Requirement
The entries should be given again so that each one matches the original exactly.

Natural language region descriptions
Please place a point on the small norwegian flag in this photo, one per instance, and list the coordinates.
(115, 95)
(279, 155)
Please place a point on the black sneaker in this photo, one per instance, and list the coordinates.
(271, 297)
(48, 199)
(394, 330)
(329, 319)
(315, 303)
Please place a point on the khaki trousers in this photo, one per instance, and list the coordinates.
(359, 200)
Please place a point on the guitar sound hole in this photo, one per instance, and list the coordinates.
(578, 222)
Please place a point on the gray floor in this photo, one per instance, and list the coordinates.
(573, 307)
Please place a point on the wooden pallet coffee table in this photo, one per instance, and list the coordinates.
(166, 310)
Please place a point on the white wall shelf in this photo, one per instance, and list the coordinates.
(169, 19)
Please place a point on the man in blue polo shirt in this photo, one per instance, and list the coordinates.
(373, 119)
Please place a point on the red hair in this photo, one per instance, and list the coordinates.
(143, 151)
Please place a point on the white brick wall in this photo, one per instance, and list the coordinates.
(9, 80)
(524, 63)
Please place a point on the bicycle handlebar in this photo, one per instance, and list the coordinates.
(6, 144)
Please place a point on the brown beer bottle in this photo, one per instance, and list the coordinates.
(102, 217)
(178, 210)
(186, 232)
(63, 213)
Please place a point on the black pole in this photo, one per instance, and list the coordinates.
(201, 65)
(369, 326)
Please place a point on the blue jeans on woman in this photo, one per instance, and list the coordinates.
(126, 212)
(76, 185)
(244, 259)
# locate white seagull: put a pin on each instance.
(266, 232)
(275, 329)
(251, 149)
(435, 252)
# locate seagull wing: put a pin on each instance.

Written answer
Please place a point on the small norwegian flag in this photo, one per instance, and list the coordinates.
(115, 95)
(279, 155)
Please place a point on the black sneaker in this photo, one per instance, and list the coordinates.
(271, 297)
(48, 199)
(394, 330)
(329, 319)
(315, 303)
Please place a point on the khaki trousers in this photo, one per instance, and list the coordinates.
(359, 200)
Please place a point on the guitar sound hole in this photo, one per instance, and list the coordinates.
(578, 222)
Please place a point on the gray floor in this photo, one per instance, and list the coordinates.
(573, 307)
Please place a point on the wooden pallet coffee table in this photo, one per instance, and list the coordinates.
(166, 310)
Please place a point on the white wall shelf in this photo, one per instance, and list the coordinates.
(169, 19)
Please place a point on the man in blue polo shirt in this photo, one per instance, and list the coordinates.
(373, 119)
Please place a point on the red hair in this photo, one per instance, and list the coordinates.
(143, 151)
Please place a point on the white brick wall in this photo, one per instance, and list the coordinates.
(9, 80)
(524, 63)
Please place a point on the bicycle handlebar in this photo, one per instance, and list the coordinates.
(6, 144)
Please place a point on the brown beer bottle in this photo, one per instance, and list the coordinates.
(102, 217)
(178, 210)
(186, 232)
(63, 213)
Please place a point on the black pole in this photo, one per instance, and list the coordinates.
(201, 65)
(369, 326)
Please place a point on the blue jeans on woman in this photo, one per instance, and list the coordinates.
(126, 212)
(76, 185)
(244, 259)
# locate white seagull: put a pin on each instance.
(266, 232)
(275, 329)
(251, 149)
(435, 252)
# locate seagull wing: put a pin on each instance.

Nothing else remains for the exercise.